Structured, Exchangeable lock file format (requirements.txt 2.0?)

njs · February 15, 2019, 5:13am

I think we’re talking past each other here. Let me expand a bit, to explain how I see these different pieces fitting together. (This is partly inspired by these notes that some of you have seen before.)

Let’s assume we have some concept of an “isolated environment”. You know, the kind of thing you can install stuff into, and then later run the stuff, and it doesn’t interfere with the rest of your system. Maybe it’s a virtualenv, maybe it’s a conda environment, maybe it’s, I don’t know, a docker container using apt to manage packages. Whatever. But let’s say we have a system for describing environments like this, what’s installed into them (packages and versions), commands to run using these environments, and ways to store these descriptions alongside a project, and a smooth user interface for all of that.

This is really useful to a whole set of different users:

It gives beginners a simple way to run their scripts, or the python REPL, or jupyter, in an environment that they can control, and where it’s easy to install third-party libraries like requests without the problems caused by sudo pip.

| WRITTEN EXERCISE 1 |
Return each line of the records below that contains the word "child".

| Entries on locating named things |
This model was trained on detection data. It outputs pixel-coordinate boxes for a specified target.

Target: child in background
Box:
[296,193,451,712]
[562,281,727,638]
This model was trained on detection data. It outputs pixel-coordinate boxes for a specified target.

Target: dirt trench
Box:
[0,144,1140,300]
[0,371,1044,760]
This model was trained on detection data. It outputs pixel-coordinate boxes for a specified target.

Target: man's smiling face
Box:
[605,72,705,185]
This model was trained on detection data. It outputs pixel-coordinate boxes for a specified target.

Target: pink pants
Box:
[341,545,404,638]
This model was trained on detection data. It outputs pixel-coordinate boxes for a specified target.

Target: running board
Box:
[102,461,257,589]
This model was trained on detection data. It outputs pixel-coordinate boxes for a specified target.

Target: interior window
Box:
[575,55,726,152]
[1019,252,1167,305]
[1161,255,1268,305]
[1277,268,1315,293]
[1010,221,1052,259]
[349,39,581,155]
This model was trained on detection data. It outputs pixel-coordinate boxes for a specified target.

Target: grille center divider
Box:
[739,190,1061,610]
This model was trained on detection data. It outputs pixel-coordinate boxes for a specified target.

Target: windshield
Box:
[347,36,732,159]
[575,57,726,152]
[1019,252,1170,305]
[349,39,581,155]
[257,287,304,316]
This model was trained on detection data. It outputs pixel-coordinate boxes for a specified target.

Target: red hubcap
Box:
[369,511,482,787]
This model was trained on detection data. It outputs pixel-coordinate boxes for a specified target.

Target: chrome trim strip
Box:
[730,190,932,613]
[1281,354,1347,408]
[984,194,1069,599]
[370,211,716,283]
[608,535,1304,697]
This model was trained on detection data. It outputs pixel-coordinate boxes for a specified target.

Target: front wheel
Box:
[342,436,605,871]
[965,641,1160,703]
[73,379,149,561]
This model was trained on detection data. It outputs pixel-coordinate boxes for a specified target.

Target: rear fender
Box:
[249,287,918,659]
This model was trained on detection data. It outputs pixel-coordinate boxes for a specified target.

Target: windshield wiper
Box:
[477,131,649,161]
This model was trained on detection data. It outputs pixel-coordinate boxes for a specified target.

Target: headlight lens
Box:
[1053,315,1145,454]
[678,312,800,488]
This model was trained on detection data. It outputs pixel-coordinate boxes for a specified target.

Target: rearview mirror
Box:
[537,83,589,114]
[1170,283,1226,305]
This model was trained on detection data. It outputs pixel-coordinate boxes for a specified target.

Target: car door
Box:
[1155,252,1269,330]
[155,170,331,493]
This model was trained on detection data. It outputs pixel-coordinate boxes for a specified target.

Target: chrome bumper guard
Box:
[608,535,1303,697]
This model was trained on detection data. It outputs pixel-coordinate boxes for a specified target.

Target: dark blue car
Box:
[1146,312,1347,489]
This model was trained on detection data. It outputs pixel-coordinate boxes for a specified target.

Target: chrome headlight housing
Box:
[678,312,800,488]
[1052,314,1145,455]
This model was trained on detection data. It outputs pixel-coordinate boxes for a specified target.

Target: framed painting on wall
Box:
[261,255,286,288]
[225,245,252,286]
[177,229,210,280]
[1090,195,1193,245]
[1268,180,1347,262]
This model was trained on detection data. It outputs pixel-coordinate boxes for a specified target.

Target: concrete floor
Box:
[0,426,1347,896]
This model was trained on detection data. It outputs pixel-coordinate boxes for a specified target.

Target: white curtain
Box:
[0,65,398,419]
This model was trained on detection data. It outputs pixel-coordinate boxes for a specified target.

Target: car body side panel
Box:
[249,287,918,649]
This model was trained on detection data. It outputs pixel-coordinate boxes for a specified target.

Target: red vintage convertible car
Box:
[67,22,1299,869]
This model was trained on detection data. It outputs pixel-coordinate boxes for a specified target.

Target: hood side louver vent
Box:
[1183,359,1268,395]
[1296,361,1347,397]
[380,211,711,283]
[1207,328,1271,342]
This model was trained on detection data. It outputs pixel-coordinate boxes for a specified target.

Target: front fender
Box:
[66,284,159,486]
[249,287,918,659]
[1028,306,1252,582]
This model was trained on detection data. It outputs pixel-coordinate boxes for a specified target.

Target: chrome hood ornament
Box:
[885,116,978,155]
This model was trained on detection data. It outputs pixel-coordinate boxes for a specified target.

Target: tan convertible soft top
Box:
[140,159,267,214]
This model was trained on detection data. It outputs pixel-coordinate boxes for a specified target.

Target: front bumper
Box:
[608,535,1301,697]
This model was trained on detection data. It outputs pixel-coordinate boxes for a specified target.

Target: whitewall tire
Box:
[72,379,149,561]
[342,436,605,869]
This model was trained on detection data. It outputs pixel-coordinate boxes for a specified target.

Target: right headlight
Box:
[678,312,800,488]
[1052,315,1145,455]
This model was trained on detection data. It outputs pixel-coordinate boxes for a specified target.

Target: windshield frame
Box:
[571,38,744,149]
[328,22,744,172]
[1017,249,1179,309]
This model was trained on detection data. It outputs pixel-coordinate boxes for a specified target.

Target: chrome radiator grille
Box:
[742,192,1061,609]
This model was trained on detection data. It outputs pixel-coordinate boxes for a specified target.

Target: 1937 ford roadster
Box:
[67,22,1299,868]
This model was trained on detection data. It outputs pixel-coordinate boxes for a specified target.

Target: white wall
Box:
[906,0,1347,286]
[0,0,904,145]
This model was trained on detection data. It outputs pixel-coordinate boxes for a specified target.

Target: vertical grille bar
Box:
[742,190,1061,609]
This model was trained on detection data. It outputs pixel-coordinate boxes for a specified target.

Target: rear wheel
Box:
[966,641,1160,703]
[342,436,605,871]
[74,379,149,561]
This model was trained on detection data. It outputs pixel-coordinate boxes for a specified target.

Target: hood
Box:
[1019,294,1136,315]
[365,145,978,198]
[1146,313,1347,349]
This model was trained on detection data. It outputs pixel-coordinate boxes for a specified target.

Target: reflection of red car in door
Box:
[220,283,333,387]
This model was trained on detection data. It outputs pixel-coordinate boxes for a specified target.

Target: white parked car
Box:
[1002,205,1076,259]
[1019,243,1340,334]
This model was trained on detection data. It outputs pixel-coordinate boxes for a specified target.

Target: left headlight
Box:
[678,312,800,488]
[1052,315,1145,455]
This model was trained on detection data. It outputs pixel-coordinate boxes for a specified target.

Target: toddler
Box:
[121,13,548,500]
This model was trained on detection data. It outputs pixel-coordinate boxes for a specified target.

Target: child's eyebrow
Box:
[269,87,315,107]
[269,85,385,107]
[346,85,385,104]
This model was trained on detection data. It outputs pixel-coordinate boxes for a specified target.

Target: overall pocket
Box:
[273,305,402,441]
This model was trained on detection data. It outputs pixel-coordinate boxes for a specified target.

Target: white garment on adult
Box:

| WRITTEN EXERCISE 2 |
Copy the lock file post above in full, word for word.

| REPLY 1 |
Target: child in background
Target: child's eyebrow

| REPLY 2 |
Structured, Exchangeable lock file format (requirements.txt 2.0?)

njs · February 15, 2019, 5:13am

I think we’re talking past each other here. Let me expand a bit, to explain how I see these different pieces fitting together. (This is partly inspired by these notes that some of you have seen before.)

Let’s assume we have some concept of an “isolated environment”. You know, the kind of thing you can install stuff into, and then later run the stuff, and it doesn’t interfere with the rest of your system. Maybe it’s a virtualenv, maybe it’s a conda environment, maybe it’s, I don’t know, a docker container using apt to manage packages. Whatever. But let’s say we have a system for describing environments like this, what’s installed into them (packages and versions), commands to run using these environments, and ways to store these descriptions alongside a project, and a smooth user interface for all of that.

This is really useful to a whole set of different users:

It gives beginners a simple way to run their scripts, or the python REPL, or jupyter, in an environment that they can control, and where it’s easy to install third-party libraries like requests without the problems caused by sudo pip.